Object position labeling rows
◆ ◆ ◆ ◆ ◆ ◆ ◆
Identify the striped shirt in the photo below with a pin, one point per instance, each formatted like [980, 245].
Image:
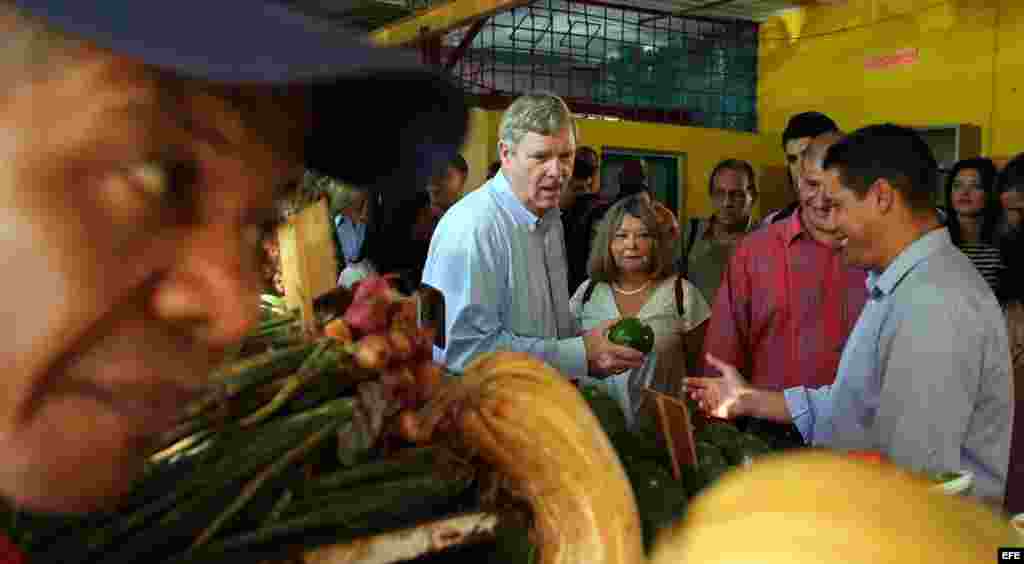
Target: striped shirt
[987, 260]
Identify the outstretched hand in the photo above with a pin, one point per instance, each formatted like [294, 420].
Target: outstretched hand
[721, 397]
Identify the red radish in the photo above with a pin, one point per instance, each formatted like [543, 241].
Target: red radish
[339, 331]
[401, 345]
[373, 352]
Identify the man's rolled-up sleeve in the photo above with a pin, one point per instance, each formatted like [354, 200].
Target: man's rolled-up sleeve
[470, 268]
[808, 406]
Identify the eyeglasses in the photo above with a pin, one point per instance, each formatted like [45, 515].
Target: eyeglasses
[737, 196]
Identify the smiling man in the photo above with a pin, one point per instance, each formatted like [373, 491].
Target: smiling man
[139, 164]
[710, 242]
[925, 376]
[499, 254]
[786, 301]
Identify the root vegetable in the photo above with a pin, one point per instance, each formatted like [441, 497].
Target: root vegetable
[401, 345]
[339, 331]
[527, 421]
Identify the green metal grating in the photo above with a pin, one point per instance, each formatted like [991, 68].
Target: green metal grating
[632, 62]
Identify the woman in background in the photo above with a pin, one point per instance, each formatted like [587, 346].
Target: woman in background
[974, 213]
[397, 241]
[631, 275]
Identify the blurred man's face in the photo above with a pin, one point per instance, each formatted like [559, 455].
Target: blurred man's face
[132, 215]
[576, 187]
[539, 168]
[794, 158]
[1013, 206]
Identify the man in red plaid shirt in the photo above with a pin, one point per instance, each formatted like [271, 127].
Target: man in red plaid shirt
[786, 302]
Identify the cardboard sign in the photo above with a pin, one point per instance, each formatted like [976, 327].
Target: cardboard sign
[674, 424]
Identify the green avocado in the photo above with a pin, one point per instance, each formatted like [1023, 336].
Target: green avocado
[633, 333]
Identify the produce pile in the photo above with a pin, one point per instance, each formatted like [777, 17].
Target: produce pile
[304, 439]
[332, 431]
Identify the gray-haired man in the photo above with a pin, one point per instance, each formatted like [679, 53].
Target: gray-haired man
[499, 255]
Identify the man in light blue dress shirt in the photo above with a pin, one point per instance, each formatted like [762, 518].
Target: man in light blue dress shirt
[925, 376]
[499, 254]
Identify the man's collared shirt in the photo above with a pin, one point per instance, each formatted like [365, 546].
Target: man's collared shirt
[503, 272]
[784, 309]
[350, 234]
[925, 378]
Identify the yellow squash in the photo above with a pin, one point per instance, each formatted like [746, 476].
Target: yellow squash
[821, 507]
[527, 421]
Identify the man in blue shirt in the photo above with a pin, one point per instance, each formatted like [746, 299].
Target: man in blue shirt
[350, 226]
[925, 375]
[499, 254]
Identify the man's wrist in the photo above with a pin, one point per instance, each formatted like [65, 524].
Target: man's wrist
[747, 402]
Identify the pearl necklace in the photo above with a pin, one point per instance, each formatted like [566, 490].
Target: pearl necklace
[630, 292]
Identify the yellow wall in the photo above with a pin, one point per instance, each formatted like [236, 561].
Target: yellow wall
[704, 148]
[969, 69]
[479, 147]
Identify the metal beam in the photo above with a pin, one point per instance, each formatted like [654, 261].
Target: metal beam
[438, 19]
[460, 51]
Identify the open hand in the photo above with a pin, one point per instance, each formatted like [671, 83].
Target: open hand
[606, 358]
[721, 397]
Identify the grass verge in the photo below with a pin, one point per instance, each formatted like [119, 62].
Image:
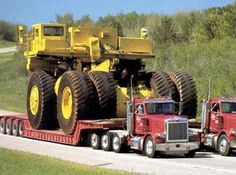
◆ ◆ ◆ ◆ ◆ ◆ ◆
◆ TASK PROMPT
Reproduce every row above word for word, leaving out the pictures.

◆ TASK RESPONSE
Identify the striped shirt in the photo below with a pin, one point per instance, each formatted like [980, 245].
Image:
Target: striped shirt
[987, 260]
Identify the outstretched hand in the photo above with a pin, one point per instance, each formatted like [294, 420].
Target: outstretched hand
[721, 397]
Identify the red radish in the photo above with a pin, one point per instance, each formatted like [543, 241].
Target: red radish
[339, 331]
[401, 345]
[373, 352]
Identify the man's rolled-up sleeve in the photo above with a pin, one point per instance, each formatted like [354, 200].
Target: man's rolled-up sleeve
[470, 268]
[808, 406]
Identify the eyeglasses in the photo above with a pin, one point per instance, each formatted like [45, 515].
Target: eyeglasses
[737, 196]
Identify the smiling man in the photo above with a pin, one point per instance, each formatted like [373, 491].
Target: smiling man
[139, 164]
[710, 242]
[925, 376]
[499, 254]
[786, 301]
Identify the root vegetable in the photo above with a pin, one point per instance, each formatted like [441, 497].
Target: root vegetable
[401, 345]
[339, 331]
[527, 421]
Identify the green metal grating in the photo above with a pin, one point per instance, each formatted like [991, 68].
Target: green metal grating
[632, 62]
Identify the woman in background in the photo above with a pin, one point per instance, each formatted like [587, 346].
Target: woman in background
[974, 213]
[397, 241]
[631, 275]
Identify the blurred man's face in the photo above with a pin, one point per instance, each formatted like [559, 455].
Target: blurred man's face
[132, 215]
[576, 187]
[539, 168]
[794, 158]
[1013, 206]
Identify the man in red plaid shirt in the photo above with a pin, one point per instance, each formatted like [271, 127].
Target: man in red plaid shirt
[786, 302]
Identify the cardboard sign in the photo above with a pin, one point per instance, each formatted like [976, 327].
Target: cardboard sign
[674, 424]
Identify the green avocado in the photo above with a pin, one point per instance, each formatted like [1023, 336].
Target: green avocado
[633, 333]
Identify the produce pile in the photo above with a pin, one point per instance, each formatted like [777, 17].
Target: produce pile
[304, 439]
[332, 431]
Identify the gray-haired man in the photo above with a pin, one point per instance, each formatted like [679, 53].
Target: gray-haired man
[499, 255]
Identify the man in light blue dress shirt in the photo above with a pin, one point per instance, each formatted like [762, 518].
Target: man in light blue dress shirt
[925, 376]
[499, 254]
Identify the man's collared shirt in the photo above with a pin, one point per instance, each formatted like [365, 546].
Target: man's collared shirt
[503, 272]
[784, 309]
[350, 234]
[925, 378]
Identify the yellow squash in the photo above with a pin, one point per instance, each formatted like [746, 476].
Target: yellow squash
[821, 507]
[527, 421]
Identify the man in blue shirt in the photo above with a pin, one point per instance, each formatted like [746, 299].
Target: man in blue shirt
[350, 226]
[925, 375]
[499, 254]
Identify the man's wrist in the photo above with a pin, one point per instance, each formatted like [65, 524].
Target: man's wrist
[747, 402]
Identify the pearl necklace in the photo above with a pin, one point per instance, each formatted like [566, 490].
Target: pearl necklace
[630, 292]
Identify the yellow wall in the photo above with a pin, one point per instance, each formatted like [236, 561].
Target: yellow wall
[704, 148]
[969, 69]
[479, 147]
Identify the metal beam in the photo above with a pin, one point per instance, each formatted like [654, 261].
Target: metal beam
[438, 19]
[460, 51]
Identify the open hand in the photo above with a pin, one point per instance, each formatted like [671, 83].
Target: open hand
[606, 358]
[721, 397]
Identify the grass verge in the photo below with a pin, one point per instance, each formatted like [119, 62].
Image:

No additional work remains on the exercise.